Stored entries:
---

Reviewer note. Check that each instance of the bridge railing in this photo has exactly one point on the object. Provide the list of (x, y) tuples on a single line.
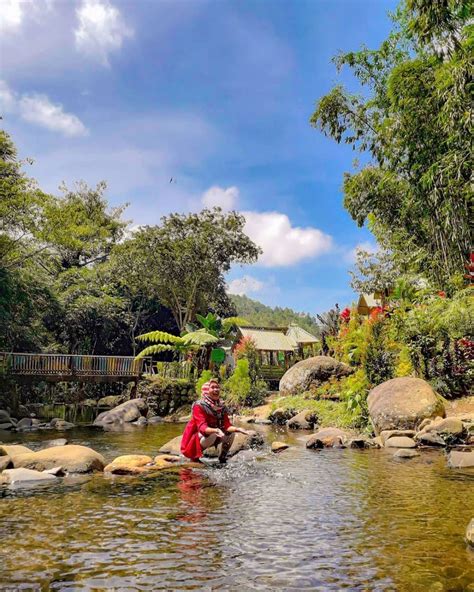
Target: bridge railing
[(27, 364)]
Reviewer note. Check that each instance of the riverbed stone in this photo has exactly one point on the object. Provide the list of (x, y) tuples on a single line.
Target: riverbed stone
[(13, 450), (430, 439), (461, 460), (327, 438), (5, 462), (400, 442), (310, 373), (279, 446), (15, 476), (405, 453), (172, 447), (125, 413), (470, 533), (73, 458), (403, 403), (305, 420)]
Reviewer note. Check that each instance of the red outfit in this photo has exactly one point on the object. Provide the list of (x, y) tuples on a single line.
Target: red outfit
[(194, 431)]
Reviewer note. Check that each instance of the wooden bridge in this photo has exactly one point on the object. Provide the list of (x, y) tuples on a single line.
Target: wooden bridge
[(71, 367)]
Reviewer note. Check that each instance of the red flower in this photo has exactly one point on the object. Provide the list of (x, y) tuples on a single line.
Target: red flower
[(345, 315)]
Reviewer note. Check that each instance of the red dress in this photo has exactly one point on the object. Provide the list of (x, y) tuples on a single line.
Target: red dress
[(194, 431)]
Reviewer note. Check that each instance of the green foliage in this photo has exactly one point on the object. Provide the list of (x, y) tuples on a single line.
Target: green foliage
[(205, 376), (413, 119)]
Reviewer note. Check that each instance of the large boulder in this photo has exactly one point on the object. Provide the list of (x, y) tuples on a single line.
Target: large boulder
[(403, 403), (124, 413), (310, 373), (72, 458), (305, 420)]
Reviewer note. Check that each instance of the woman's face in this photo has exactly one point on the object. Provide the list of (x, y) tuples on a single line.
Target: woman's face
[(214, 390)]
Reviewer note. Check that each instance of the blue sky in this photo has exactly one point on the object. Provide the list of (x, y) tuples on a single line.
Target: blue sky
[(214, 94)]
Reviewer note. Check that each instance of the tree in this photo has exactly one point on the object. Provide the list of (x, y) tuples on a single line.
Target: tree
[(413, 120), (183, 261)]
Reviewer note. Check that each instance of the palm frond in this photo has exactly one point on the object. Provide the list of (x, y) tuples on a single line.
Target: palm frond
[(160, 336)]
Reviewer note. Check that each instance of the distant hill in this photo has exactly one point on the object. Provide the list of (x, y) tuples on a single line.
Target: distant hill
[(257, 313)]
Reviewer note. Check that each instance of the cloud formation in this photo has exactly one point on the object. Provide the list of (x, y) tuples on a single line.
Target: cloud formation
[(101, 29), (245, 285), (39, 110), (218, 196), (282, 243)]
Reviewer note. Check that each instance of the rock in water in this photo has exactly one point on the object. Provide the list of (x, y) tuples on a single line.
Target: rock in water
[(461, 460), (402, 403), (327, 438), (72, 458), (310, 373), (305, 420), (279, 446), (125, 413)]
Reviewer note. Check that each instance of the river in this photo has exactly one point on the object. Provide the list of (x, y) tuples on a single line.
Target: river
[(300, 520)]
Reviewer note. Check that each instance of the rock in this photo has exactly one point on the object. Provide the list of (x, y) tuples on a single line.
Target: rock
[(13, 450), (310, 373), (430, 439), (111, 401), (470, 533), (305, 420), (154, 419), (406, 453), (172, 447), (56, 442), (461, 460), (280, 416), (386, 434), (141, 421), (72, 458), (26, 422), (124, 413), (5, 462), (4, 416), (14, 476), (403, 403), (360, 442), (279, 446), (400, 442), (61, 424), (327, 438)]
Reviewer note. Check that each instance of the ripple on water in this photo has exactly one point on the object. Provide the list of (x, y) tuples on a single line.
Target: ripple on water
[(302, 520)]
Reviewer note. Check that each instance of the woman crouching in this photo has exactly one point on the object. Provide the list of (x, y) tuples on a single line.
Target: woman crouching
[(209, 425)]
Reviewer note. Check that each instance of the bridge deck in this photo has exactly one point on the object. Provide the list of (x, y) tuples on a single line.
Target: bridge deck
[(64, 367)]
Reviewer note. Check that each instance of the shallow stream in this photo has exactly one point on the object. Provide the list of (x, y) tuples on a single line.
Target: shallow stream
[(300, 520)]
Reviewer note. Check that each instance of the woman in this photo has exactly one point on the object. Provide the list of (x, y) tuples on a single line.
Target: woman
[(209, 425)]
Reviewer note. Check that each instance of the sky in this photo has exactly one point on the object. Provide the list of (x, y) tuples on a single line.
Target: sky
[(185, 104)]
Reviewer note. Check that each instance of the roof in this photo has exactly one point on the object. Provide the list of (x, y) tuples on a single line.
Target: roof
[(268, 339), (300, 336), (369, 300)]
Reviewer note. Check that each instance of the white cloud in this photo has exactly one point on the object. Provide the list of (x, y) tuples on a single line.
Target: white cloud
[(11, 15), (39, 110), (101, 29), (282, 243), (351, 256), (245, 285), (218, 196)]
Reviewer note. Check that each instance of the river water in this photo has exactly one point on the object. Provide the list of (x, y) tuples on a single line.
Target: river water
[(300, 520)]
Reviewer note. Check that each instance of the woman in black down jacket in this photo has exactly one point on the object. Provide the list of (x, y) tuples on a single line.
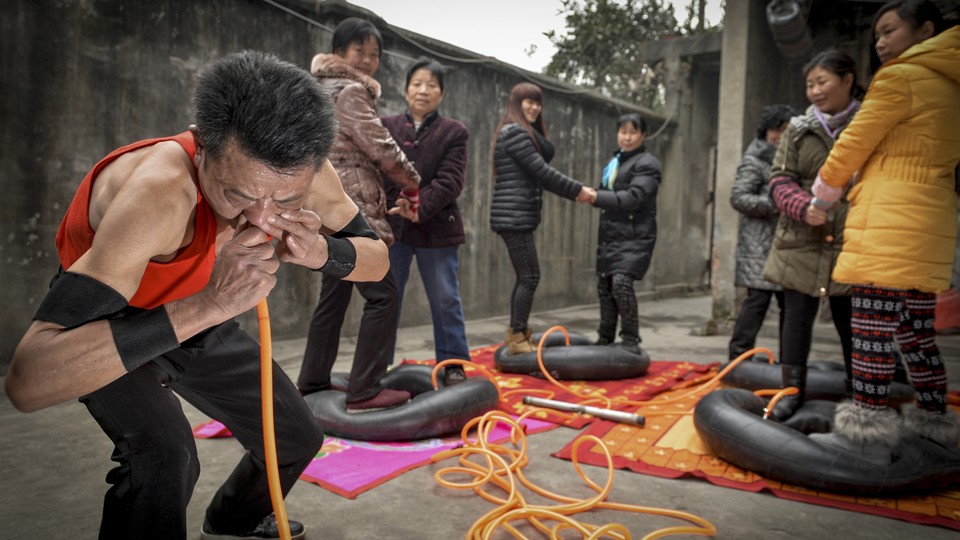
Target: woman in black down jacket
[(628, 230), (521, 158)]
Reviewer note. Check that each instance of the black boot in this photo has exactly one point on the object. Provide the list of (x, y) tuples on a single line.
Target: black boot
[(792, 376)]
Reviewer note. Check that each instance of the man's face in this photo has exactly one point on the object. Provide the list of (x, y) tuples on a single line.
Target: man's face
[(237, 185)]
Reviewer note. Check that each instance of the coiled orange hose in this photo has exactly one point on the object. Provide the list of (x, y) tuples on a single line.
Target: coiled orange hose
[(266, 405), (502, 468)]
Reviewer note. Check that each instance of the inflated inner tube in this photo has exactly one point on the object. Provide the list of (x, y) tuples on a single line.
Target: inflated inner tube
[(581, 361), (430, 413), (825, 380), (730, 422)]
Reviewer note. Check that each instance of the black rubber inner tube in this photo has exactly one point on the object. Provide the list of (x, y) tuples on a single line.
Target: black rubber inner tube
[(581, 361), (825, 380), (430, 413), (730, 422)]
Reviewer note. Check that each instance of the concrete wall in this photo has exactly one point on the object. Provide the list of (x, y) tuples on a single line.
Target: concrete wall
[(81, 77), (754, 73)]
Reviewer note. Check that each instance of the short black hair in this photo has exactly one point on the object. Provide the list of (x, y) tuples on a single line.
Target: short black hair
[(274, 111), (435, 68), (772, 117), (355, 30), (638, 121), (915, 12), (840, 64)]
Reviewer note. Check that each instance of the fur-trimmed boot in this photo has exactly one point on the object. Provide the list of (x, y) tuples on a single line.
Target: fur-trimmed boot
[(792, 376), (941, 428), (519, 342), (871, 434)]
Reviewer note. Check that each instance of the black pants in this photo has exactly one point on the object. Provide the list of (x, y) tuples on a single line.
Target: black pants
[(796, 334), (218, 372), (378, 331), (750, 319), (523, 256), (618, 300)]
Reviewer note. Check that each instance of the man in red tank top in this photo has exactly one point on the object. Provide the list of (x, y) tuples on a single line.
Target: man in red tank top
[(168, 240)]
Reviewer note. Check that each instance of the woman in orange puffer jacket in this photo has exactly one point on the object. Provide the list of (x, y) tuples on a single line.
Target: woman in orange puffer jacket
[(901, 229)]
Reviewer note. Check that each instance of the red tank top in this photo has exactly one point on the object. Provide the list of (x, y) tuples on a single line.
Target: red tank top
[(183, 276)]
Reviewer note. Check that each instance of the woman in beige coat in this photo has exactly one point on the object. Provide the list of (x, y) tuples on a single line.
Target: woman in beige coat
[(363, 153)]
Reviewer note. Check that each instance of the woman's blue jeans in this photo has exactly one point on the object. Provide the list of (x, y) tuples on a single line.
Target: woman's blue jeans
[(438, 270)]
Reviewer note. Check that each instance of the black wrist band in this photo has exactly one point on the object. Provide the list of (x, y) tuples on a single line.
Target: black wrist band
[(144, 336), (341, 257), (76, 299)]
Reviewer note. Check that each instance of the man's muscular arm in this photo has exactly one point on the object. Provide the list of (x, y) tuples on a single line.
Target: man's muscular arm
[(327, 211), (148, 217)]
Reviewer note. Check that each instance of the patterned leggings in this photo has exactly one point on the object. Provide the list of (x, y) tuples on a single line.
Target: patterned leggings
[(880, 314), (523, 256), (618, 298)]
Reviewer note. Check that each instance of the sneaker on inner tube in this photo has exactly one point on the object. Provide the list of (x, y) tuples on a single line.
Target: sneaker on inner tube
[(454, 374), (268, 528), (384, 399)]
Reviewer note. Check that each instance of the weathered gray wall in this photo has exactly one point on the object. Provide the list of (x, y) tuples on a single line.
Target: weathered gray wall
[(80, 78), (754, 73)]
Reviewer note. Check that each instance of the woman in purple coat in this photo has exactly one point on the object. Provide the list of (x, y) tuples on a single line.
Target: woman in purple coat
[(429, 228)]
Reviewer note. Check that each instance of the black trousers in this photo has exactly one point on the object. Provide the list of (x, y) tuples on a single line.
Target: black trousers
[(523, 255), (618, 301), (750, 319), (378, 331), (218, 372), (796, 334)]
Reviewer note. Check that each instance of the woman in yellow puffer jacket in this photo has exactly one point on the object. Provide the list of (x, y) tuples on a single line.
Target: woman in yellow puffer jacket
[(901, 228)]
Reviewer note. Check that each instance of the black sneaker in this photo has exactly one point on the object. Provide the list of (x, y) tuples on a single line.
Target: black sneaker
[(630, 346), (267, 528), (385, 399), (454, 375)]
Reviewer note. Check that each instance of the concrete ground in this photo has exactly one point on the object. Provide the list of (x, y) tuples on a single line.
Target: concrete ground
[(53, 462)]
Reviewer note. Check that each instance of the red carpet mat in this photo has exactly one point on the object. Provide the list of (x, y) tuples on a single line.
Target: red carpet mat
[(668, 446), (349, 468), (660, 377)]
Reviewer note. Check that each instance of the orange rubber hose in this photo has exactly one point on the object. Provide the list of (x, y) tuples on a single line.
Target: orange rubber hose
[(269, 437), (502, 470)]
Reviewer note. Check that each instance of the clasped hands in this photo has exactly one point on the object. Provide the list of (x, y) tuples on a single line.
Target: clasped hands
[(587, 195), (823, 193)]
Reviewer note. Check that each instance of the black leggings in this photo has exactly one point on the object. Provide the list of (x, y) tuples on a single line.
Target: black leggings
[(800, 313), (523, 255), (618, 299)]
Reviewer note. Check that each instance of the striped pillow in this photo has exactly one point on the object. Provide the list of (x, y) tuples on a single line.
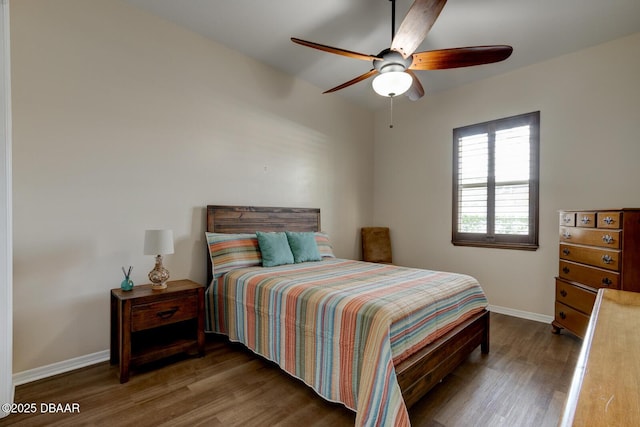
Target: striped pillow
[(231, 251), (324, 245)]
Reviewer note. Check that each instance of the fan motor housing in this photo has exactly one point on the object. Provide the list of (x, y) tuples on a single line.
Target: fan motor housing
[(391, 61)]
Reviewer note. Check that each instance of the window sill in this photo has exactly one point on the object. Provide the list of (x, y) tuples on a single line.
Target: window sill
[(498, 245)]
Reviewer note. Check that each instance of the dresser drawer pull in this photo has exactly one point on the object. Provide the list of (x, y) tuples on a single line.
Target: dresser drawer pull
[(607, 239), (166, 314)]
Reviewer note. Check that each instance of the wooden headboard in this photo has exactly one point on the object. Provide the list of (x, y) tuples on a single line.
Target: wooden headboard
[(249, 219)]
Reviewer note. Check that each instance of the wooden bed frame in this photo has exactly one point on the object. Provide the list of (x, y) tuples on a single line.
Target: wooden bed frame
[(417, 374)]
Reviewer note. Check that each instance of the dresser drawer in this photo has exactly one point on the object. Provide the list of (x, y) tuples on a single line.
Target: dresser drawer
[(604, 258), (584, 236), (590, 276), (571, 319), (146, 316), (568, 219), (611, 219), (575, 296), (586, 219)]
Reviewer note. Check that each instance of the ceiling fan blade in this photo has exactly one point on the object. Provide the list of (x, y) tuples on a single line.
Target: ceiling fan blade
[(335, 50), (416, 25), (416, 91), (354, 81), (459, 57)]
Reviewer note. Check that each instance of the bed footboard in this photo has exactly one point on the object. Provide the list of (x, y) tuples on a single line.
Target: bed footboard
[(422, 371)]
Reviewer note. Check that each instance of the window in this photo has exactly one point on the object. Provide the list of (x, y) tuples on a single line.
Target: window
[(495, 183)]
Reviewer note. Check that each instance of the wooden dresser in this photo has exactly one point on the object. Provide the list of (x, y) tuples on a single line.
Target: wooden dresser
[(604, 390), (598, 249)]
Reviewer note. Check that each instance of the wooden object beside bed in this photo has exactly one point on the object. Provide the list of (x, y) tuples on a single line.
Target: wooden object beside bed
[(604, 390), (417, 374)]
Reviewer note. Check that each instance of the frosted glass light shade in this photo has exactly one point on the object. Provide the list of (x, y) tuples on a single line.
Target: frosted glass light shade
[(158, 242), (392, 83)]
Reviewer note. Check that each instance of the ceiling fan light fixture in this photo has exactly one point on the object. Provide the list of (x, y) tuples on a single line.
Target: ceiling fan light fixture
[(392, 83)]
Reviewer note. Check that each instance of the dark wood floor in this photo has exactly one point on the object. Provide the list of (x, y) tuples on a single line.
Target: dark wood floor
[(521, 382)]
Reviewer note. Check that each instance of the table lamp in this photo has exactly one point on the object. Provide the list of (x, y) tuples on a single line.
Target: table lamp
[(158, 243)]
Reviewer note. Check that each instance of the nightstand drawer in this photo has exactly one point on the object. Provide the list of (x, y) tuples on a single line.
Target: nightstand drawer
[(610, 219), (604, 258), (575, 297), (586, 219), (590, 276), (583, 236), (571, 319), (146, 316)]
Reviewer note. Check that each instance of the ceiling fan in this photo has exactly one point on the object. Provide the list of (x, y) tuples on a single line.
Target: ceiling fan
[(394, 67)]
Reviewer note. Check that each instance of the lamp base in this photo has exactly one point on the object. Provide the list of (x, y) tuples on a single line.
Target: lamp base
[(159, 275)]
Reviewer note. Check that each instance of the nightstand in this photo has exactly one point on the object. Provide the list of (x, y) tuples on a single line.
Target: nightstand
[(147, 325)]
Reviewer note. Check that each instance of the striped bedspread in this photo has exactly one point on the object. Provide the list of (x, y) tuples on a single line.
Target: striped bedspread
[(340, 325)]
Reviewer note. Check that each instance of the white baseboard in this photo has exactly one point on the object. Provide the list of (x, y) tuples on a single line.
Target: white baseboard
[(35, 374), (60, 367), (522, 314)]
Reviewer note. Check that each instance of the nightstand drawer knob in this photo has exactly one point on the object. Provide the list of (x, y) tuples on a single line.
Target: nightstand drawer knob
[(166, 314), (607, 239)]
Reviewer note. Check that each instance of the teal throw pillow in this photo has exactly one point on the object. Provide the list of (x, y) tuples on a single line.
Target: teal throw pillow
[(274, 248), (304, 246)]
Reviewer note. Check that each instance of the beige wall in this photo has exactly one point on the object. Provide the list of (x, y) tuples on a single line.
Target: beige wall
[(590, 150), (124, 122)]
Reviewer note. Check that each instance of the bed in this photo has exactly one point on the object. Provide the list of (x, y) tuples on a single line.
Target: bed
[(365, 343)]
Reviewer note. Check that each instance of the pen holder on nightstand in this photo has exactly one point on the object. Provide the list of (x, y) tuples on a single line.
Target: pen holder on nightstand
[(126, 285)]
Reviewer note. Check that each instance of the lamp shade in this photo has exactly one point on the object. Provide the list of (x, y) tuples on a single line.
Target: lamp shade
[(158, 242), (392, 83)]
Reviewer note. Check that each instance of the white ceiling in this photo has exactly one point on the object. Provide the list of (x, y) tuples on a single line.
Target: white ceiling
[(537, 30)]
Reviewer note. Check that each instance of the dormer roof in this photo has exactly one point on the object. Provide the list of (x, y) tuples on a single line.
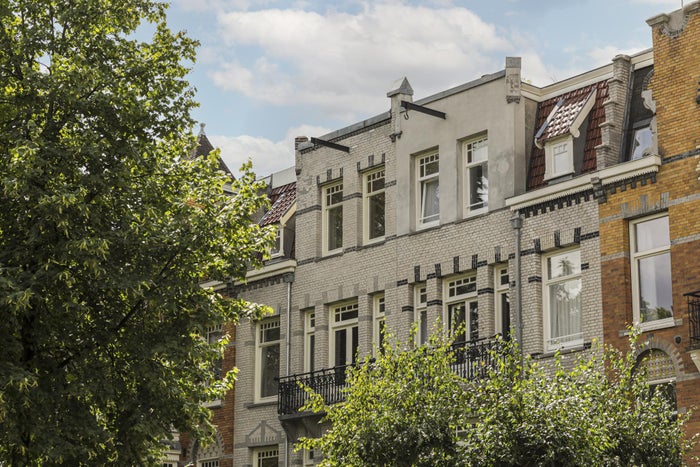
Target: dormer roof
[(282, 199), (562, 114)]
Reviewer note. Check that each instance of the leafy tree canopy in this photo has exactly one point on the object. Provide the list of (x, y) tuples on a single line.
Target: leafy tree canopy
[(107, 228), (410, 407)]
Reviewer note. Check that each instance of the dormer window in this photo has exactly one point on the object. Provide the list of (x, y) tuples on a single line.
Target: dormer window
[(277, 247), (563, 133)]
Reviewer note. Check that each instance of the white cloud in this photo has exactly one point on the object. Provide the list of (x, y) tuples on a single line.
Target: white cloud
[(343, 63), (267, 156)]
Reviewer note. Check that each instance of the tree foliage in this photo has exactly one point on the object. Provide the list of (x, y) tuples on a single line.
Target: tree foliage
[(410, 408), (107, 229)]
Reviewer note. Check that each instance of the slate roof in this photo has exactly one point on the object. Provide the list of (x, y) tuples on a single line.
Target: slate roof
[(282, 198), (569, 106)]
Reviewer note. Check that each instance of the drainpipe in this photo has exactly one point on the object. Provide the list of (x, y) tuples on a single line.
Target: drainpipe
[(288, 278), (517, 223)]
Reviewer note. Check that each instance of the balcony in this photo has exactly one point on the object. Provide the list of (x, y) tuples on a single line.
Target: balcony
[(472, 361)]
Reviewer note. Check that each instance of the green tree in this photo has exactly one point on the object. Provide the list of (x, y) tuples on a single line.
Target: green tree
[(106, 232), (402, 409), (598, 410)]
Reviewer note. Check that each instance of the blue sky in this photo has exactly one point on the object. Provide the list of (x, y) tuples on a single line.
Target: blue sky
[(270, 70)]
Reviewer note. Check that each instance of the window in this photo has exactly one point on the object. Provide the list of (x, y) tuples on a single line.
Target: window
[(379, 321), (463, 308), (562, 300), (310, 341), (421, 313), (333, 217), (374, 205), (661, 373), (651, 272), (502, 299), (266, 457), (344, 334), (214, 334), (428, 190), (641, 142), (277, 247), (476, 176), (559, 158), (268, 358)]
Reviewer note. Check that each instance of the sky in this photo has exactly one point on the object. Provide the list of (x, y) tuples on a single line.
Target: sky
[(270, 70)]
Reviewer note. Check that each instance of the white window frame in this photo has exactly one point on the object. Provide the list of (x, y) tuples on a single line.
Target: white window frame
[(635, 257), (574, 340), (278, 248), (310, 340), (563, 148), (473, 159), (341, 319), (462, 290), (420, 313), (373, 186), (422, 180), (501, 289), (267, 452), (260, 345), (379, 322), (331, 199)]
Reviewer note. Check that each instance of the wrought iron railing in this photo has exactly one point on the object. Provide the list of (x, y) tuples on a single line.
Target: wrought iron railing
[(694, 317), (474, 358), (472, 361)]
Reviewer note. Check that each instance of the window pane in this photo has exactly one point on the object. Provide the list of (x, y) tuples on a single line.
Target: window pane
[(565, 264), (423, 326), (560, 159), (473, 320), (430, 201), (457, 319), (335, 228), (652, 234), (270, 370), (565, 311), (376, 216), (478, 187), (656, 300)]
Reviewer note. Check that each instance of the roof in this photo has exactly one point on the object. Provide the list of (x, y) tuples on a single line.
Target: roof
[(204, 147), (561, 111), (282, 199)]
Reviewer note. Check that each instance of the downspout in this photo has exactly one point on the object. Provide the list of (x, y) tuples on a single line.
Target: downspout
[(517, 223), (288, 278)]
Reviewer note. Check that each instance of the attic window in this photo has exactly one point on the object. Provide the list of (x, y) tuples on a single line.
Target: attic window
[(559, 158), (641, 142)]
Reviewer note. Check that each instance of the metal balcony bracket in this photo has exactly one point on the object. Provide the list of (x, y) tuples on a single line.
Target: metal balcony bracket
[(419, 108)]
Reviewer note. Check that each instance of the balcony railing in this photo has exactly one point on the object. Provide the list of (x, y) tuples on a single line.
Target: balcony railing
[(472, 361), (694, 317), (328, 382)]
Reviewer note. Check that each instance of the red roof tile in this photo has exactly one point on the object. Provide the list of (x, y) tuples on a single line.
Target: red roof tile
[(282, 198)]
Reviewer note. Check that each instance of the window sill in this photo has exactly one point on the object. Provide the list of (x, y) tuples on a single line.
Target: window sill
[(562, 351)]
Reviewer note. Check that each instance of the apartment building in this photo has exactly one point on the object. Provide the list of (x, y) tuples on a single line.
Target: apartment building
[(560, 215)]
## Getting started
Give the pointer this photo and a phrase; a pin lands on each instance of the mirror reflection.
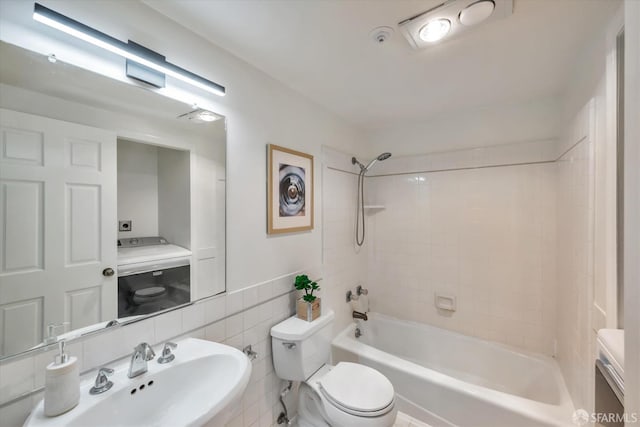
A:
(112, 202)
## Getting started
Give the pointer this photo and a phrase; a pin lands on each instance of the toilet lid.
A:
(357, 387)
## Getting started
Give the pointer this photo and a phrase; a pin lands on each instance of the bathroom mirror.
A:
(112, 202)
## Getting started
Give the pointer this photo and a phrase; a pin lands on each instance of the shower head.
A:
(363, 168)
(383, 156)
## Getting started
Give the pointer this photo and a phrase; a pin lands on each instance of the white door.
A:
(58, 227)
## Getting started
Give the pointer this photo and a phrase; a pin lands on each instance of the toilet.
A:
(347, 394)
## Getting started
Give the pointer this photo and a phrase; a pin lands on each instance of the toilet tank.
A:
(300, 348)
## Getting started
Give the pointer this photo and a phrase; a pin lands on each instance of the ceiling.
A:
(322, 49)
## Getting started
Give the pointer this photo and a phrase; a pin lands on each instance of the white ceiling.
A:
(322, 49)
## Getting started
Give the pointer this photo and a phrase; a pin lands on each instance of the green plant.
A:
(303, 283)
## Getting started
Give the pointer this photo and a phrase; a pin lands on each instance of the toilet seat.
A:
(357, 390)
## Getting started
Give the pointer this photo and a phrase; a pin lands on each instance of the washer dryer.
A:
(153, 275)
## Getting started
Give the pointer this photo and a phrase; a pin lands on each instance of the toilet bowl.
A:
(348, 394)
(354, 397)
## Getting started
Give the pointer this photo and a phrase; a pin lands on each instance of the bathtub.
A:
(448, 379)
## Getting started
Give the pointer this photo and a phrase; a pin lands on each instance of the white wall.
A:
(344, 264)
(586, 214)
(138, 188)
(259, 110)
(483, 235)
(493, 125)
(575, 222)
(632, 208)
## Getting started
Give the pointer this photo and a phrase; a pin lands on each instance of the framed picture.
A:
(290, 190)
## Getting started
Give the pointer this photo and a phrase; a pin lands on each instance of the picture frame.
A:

---

BRIEF: In the entries above, find the line holding "Target: wooden object beside bed" and the line holding "Reviewer note. Check that each instance of the dark"; print both of them and every line between, exactly, and nothing else.

WRITTEN REPLY:
Target: wooden object beside bed
[(604, 390), (417, 374)]
Reviewer note. Check that each instance of the frosted glass light shade in this photo has exactly one point on the object. Provide the list of (x, y) tuples on a single line.
Target: frosted glass light shade
[(158, 242), (392, 83)]
Reviewer note. Check that each instance of the ceiling fan light fixture in this photo has exactly one point on the object. Provide the list of (x, y) tuples on a single line.
Target: ceiling fan light fixture
[(392, 83)]
Reviewer note. Check that each instance of the dark wood floor in this photo has exactly one point on the object. Provide the list of (x, y) tuples on a single line.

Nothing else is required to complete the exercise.